* Task material *
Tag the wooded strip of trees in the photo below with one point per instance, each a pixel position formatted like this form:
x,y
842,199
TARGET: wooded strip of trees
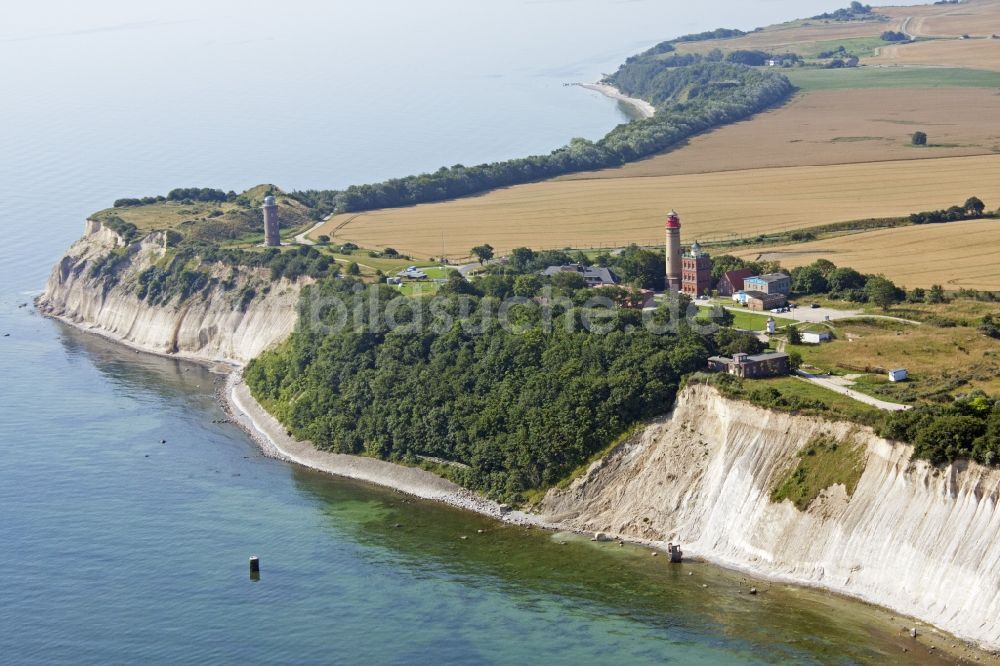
x,y
965,428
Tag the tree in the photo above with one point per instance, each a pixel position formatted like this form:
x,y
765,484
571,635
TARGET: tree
x,y
569,281
974,206
936,294
881,291
457,284
809,280
730,341
483,252
721,316
916,295
527,285
844,279
521,258
989,327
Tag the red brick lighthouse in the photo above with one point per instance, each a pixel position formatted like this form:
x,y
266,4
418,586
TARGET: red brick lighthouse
x,y
673,252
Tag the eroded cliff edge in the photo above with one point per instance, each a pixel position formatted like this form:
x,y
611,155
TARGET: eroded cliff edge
x,y
918,539
96,286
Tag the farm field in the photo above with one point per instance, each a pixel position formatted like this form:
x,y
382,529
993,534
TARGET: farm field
x,y
714,206
973,17
837,127
928,352
982,53
796,36
956,254
888,79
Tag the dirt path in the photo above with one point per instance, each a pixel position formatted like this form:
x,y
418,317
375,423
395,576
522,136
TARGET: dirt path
x,y
826,382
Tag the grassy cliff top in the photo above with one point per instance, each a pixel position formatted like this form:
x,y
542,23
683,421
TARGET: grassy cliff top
x,y
206,215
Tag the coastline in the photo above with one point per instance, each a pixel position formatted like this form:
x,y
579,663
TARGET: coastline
x,y
273,439
642,107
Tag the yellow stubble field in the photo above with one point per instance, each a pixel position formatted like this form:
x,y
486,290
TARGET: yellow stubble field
x,y
837,127
714,206
979,53
954,254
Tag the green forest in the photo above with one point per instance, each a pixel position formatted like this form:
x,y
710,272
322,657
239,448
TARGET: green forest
x,y
689,99
510,410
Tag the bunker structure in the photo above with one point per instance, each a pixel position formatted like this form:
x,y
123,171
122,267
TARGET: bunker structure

* Written problem *
Reproduce the data above in full, switching every "photo" to "image" and leaving everything else unchanged. Omit the pictures.

* Exercise answer *
Tag the wooded strip of trees in the image below with one point per instance, each a pixel position formatted like this form:
x,y
842,199
TARGET: wooded strip of trees
x,y
965,428
Tag the tree in the image above with one point per instance, each a pixel position formatted like this form:
x,y
765,484
571,635
TARGET: tree
x,y
569,281
974,206
936,294
881,291
457,284
809,280
730,341
483,252
721,316
916,295
527,285
844,279
521,258
989,327
Tag the red brick lighthouse in the image above with one point per instance, each a pixel position formatted like this form:
x,y
266,4
418,586
TARGET: red brick lighthouse
x,y
673,252
Tag the eroded cliff edge in the image above with one point per instance, each a pixel position formatted like this form:
x,y
611,155
TARGET: eroded cliff edge
x,y
918,539
96,286
Tag the farm field in the image above with one point per instance, each a pixel position formatted like this form:
x,y
382,529
993,534
TARGET: farm field
x,y
714,206
973,17
837,127
928,352
982,53
796,36
956,254
888,79
Tag the dirt path in the image above with one point per instance, each a pixel position formatted like this form:
x,y
418,317
375,423
395,576
522,136
TARGET: dirt path
x,y
826,382
Tag the grassy cliff top in the image above with one point per instance, each a pixel position formatted like this form:
x,y
542,23
683,421
TARGET: grassy cliff top
x,y
206,215
Tag the coastline in the image above with one point per instance, each a pixel position formatted like this form:
x,y
579,663
TARGET: coastline
x,y
273,439
642,107
Tag the yellow stubble field in the image above with one point per instance, each a pixel position formatted like this form:
x,y
486,290
TARGET: yellow stubble field
x,y
837,127
714,206
979,53
954,254
Tag the green forest in the image above with one point per instance, each a pixel position formatted like this form:
x,y
710,272
322,657
239,448
TARGET: green forest
x,y
689,99
510,410
Tag the bunker structure in the image above with one point per instance, each a pixel position formatted like this form:
x,y
123,171
122,267
TARGET: bunker structure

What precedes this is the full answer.